• [TASK REQUIREMENTS]: Filter the records, keeping every line that has the string "shirt".

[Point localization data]

== Segment start ==

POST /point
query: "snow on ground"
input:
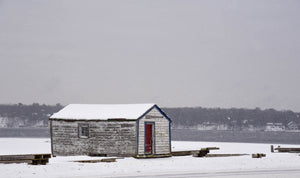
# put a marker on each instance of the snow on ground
(287, 164)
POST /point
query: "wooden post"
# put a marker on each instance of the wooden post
(272, 148)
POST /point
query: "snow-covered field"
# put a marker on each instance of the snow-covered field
(273, 165)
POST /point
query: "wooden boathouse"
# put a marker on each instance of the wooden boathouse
(139, 130)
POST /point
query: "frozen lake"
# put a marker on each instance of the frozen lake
(273, 165)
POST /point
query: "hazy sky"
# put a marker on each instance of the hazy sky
(174, 53)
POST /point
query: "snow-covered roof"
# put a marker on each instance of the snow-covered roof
(102, 111)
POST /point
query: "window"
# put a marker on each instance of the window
(83, 130)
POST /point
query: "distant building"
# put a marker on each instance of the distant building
(292, 125)
(274, 127)
(212, 126)
(112, 130)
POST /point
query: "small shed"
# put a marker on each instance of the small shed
(110, 130)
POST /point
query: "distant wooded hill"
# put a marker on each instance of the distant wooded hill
(232, 117)
(36, 115)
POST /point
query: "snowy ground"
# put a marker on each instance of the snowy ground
(273, 165)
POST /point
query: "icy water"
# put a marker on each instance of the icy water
(186, 135)
(236, 136)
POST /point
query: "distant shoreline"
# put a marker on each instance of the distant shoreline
(184, 135)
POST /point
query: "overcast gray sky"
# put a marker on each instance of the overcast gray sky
(209, 53)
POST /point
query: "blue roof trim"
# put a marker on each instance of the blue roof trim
(155, 106)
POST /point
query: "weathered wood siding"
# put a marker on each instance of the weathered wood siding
(162, 135)
(105, 137)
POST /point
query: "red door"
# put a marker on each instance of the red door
(149, 139)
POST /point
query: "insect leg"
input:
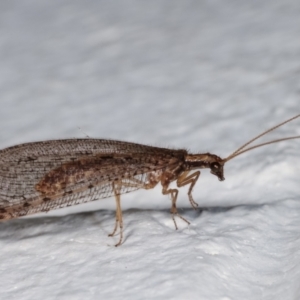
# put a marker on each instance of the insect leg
(119, 219)
(174, 194)
(185, 179)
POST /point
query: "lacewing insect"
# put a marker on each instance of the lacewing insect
(42, 176)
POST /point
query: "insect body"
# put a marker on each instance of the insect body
(43, 176)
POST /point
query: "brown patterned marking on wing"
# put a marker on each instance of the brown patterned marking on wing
(85, 171)
(47, 175)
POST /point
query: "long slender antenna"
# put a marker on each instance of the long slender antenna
(260, 145)
(238, 151)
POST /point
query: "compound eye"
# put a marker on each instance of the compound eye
(215, 166)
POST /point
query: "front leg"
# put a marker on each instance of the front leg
(174, 194)
(185, 179)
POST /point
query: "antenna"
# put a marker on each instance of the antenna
(240, 149)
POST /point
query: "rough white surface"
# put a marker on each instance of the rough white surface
(202, 75)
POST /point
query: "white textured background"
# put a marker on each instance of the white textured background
(202, 75)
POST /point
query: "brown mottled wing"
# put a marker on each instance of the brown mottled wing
(42, 176)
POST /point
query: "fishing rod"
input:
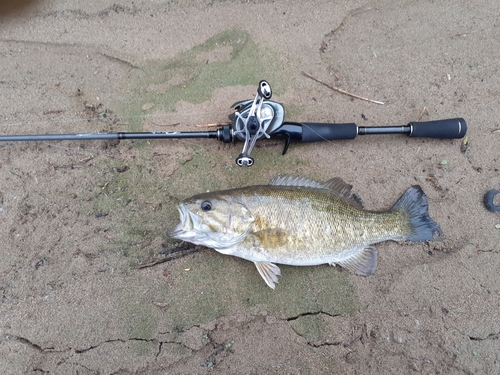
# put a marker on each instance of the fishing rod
(262, 118)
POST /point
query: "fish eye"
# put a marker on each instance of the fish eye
(206, 206)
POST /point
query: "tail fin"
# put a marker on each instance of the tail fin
(414, 202)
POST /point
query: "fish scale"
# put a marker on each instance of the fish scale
(301, 222)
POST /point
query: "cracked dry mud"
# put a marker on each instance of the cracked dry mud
(83, 285)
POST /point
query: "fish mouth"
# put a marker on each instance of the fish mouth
(192, 229)
(185, 229)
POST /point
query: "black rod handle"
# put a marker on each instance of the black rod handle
(443, 129)
(316, 132)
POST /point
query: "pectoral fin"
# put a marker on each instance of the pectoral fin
(269, 272)
(362, 262)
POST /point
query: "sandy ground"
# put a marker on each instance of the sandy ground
(83, 224)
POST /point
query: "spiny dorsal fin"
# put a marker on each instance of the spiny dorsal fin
(336, 184)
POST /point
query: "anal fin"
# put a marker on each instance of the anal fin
(362, 262)
(269, 272)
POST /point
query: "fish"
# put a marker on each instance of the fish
(301, 222)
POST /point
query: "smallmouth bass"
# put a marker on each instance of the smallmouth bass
(301, 222)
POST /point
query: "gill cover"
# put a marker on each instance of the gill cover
(213, 222)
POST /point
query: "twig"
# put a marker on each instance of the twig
(340, 90)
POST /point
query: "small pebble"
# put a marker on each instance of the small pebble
(488, 201)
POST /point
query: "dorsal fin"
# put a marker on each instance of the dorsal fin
(336, 185)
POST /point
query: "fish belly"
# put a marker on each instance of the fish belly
(314, 229)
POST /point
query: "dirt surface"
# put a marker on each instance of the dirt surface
(83, 289)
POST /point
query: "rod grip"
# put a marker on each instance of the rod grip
(443, 129)
(315, 132)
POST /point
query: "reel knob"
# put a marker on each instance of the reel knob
(244, 160)
(264, 90)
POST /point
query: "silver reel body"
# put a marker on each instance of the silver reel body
(256, 119)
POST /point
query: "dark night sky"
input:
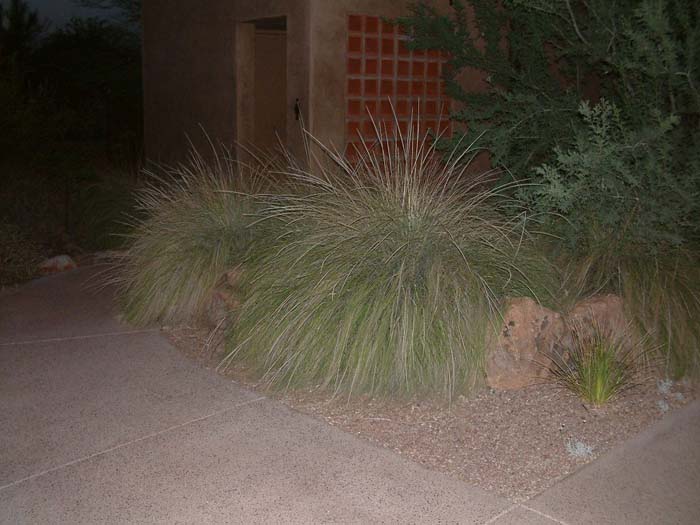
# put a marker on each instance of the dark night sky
(58, 12)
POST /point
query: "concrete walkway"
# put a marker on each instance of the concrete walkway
(101, 423)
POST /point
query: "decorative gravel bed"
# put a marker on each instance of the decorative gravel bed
(513, 443)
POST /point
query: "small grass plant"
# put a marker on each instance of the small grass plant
(661, 294)
(599, 365)
(388, 271)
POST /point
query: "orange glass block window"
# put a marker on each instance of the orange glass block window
(382, 73)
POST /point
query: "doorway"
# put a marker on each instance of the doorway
(261, 81)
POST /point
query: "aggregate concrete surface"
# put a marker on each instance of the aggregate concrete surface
(104, 423)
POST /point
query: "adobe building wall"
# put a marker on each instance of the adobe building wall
(190, 64)
(187, 66)
(329, 37)
(296, 84)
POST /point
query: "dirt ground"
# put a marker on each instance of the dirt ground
(513, 443)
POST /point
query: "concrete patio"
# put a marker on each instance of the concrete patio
(103, 423)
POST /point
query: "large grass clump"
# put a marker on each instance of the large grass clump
(194, 222)
(661, 294)
(386, 277)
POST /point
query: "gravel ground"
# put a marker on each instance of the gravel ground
(515, 443)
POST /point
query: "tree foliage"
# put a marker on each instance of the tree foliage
(595, 104)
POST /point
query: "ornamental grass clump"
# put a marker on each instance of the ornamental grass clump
(387, 273)
(195, 222)
(600, 365)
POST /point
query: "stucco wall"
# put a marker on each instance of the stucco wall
(188, 75)
(328, 67)
(189, 60)
(298, 60)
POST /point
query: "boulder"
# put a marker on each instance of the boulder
(224, 299)
(529, 338)
(60, 263)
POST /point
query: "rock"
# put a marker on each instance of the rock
(604, 313)
(521, 354)
(224, 299)
(60, 263)
(233, 277)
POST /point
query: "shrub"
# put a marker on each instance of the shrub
(19, 255)
(600, 366)
(196, 224)
(385, 277)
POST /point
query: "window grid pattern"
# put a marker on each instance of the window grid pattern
(385, 78)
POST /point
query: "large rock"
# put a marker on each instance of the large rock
(224, 300)
(60, 263)
(522, 352)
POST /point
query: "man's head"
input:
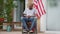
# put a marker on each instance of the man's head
(31, 6)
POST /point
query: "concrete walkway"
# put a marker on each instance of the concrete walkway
(20, 33)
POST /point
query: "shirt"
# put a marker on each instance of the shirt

== Segment end ==

• [EXERCISE RESULT]:
query: "shirt"
# put a marker on each instance of the shirt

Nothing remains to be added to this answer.